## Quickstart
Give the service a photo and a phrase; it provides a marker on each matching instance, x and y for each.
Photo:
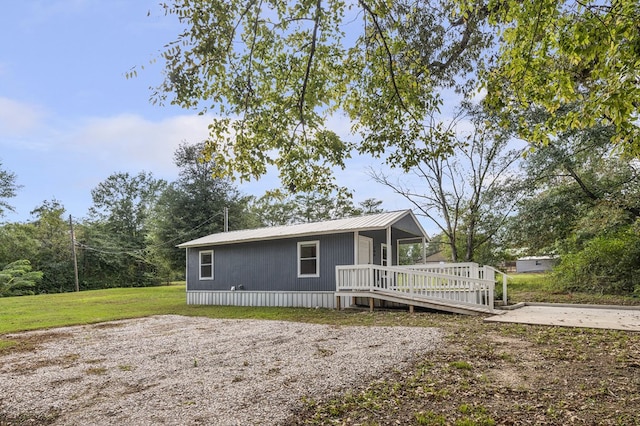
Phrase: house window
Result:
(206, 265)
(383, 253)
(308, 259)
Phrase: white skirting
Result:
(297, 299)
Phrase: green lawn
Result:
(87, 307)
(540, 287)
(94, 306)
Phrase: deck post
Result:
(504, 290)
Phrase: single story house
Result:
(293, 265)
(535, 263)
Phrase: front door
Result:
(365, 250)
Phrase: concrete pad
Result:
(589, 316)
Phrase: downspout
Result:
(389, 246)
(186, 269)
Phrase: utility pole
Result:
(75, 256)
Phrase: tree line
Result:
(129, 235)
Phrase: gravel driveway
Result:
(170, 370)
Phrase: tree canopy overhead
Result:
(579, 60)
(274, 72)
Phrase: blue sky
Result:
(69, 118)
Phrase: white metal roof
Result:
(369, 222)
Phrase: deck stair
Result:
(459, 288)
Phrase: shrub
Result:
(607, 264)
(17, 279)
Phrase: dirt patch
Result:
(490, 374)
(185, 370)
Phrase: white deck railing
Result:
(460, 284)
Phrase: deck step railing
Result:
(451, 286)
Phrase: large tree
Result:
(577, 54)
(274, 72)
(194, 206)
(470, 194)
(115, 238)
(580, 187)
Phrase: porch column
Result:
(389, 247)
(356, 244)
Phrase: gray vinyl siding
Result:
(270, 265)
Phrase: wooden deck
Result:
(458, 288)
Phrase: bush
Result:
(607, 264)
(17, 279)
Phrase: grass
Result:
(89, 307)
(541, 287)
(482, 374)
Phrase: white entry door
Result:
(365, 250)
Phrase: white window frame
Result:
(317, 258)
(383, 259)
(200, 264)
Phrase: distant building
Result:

────────

> _WHAT YOU HAVE TO DO_
How many of the lines above include the string "tree"? Give only the number.

> _TASK OUTPUT_
3